Problem details = Produce an exact transcription of the listing below, omitting the pictures.

Information shown =
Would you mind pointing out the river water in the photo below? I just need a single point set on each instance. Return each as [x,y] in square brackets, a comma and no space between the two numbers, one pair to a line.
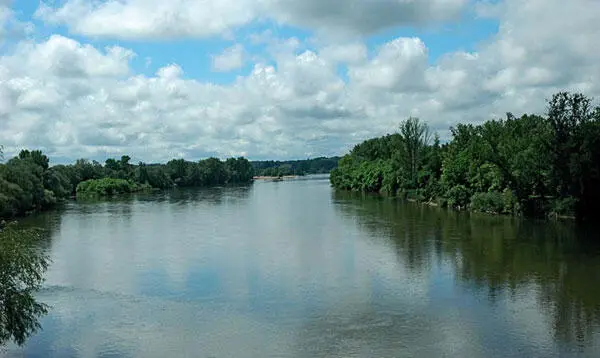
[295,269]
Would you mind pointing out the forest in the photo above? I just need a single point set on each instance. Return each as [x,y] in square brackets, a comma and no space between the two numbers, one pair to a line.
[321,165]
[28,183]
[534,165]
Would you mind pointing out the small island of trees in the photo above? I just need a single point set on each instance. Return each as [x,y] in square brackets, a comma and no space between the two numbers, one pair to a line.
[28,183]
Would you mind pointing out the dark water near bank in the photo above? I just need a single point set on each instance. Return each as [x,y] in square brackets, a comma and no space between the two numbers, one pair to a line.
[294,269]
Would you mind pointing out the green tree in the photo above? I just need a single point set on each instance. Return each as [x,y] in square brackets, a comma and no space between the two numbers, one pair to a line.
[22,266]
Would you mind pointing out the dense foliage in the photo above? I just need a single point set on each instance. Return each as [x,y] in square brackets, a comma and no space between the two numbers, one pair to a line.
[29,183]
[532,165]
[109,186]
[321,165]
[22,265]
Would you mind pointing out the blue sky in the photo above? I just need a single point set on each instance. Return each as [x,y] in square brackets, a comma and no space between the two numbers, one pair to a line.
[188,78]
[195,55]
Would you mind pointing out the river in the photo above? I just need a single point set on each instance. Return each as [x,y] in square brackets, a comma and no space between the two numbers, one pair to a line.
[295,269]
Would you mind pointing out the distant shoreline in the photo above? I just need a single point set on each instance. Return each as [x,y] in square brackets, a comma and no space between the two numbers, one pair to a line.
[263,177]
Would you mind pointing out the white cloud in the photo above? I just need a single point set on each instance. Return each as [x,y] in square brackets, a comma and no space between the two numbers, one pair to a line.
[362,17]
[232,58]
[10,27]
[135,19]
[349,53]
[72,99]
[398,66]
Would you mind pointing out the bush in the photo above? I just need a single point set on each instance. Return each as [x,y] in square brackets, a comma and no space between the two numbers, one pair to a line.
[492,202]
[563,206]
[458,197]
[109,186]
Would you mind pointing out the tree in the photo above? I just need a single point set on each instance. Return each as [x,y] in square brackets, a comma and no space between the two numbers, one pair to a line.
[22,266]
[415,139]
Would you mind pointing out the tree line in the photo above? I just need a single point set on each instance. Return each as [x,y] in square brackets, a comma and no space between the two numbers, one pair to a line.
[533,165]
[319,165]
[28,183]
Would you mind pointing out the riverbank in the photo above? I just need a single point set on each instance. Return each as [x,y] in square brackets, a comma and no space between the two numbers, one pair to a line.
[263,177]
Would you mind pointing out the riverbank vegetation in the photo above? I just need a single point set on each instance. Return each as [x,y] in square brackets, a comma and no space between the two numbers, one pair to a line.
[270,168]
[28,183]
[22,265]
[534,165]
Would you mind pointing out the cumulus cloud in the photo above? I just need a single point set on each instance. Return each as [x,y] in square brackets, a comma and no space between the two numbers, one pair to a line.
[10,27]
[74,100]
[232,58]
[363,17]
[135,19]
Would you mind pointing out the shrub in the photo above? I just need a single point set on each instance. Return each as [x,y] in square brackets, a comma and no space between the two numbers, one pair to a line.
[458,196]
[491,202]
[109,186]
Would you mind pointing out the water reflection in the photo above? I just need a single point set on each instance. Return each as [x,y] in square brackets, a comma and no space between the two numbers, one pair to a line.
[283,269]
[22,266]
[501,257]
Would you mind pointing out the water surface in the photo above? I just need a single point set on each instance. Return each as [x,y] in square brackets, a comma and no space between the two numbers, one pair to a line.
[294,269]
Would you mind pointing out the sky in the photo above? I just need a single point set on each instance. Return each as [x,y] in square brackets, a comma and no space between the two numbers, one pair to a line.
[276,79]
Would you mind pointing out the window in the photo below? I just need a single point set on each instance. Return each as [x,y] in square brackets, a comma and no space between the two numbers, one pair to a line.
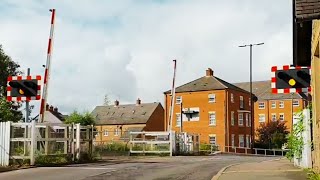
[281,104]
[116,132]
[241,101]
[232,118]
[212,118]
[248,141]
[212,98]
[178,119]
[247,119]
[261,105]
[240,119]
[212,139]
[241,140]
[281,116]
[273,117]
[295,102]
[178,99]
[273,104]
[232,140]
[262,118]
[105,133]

Right answer =
Would you mind pointing out the river water in the photo below? I just need a single point set on each instance. Return each as [x,y] in square brackets, a comma and no space between the two numbers, one pair to a line.
[295,269]
Would you mind pointing out the forest in the photo above? I just need a single point set on each instance. Return each as [x,y] in square brackets, a comma and no space between the two numbers, one pair to a line.
[321,165]
[28,183]
[534,165]
Would you mind pointing out the small island of trees in the photo above? I just need a single point set on each instance. Return each as [x,y] in square brackets, a comma and no space between the two numbers, one pair to a line.
[28,183]
Would you mind pointing out the dark water near bank in the photo above? I just need a single point set on each instance. Return each as [x,y] in square brackets, a comma and no space between the two numbers, one pair to a line.
[294,269]
Would you mind pointing out the green tree in the photo above? I just need a single point set on each instance. Return each as [x,y] in square brackets, a comma and no space between the two numbers, one pair to a line.
[22,266]
Would you mind pointing out the dense foliage in the photo above? I just need a single point set on each instance. Return each as [x,y] in square brackets, a comma and no space between the two numbers, one pair to a line.
[29,183]
[532,165]
[109,186]
[321,165]
[22,265]
Would you mind pointing out the blue sky in the photo above? I just need a single point set on each instance. Return each as [x,y] in square brackets, a comma and no space between the two numbers, one pair to a line.
[188,78]
[195,55]
Would you mind pointing out the river in the photo above? I just need a single point set on each instance. Return each as [x,y] in square brackets, a comma and no space between the two numbers, one pair to a line.
[295,269]
Would you mind pointing out the distant shoreline in the photo above? I just need a single point set on each instance. Return each as [x,y] in square brackets, a comma and no space between the two numbers, one pair to a line.
[263,177]
Would you mind pointing out the white cloud in the photo above? I just need a single point set on each instance. Return each as [x,y] in square brackets, a comma and no space between the two numbers, one pair to a line.
[362,17]
[232,58]
[10,27]
[135,19]
[349,53]
[72,99]
[398,66]
Would you mind pointing out the bush in the photo above? I just need a single point set on each instance. Return each as [x,y] in square brackets, a comma and no space between the two numbers, one pair to a line.
[492,202]
[563,206]
[458,197]
[109,186]
Would you mind pointing out the tree in the photo above? I just need a single point set on each instance. Return each as [x,y] in square brackets, a comma and no space between the two numbers, one pair to a line.
[22,266]
[415,139]
Would you mind pointing out the tree line in the photo above? I just need a single point set on each instance. Return each as [x,y] in square brackets, a comma and no space between the two numbers, one pair to a line.
[533,165]
[319,165]
[28,183]
Would you mind pointing out the riverbank in the photo above? I just need a single point set on each instance. Return each as [x,y] in square brackets, a comma and no space between the two numbers, one pair to a line.
[263,177]
Would you mind pointing out the riverbank vegetation in the photo above? I just need a single point set on each instance. Return each as [x,y] in square brackets, a comma and no space between the two numbers, one pair to a line.
[270,168]
[28,183]
[22,265]
[534,165]
Would you mind pointing out the cumulus cloud in the photo above? I just need a single point set on each instance. Return each as [x,y] in square brackets, a comma and no space between the two numbers, one pair to a line.
[10,27]
[74,100]
[232,58]
[363,17]
[135,19]
Would you mind pointing out the shrub in the photo above? I just need a single point set on each instance. Return each as [x,y] in square brackets, a comma and no space between the two numbers, one pair to a line.
[458,196]
[491,202]
[109,186]
Would you mind pointing out the water reflection in the photo above? I just need a single point set on each instance. Return each as [x,y] in square brackets, a comma and no space between the two numbers, one pair to a line.
[283,269]
[22,266]
[501,257]
Would you mind pointing out the water surface in the photo above? I just need a single point set on each instance. Return each as [x,y] in square brackets, a comma and no space between the two numbers, one pair to a line.
[294,269]
Would you mind pointing out the sky in the photo above? I just need a single point set on each instance. Return each as [x,y] in square brackets, a comma and no space between the two numbers, one pair to a line.
[276,79]
Would you mind pointing out the window in the photo below? I just need a single point set on each instance. Return each as [x,y] in square brackets, a comma and no space between the two numbers, one pair to a line.
[281,104]
[116,132]
[241,101]
[232,118]
[212,118]
[248,141]
[212,98]
[178,119]
[247,119]
[261,105]
[240,119]
[212,139]
[241,140]
[281,116]
[273,117]
[295,102]
[178,99]
[273,104]
[232,140]
[262,118]
[105,133]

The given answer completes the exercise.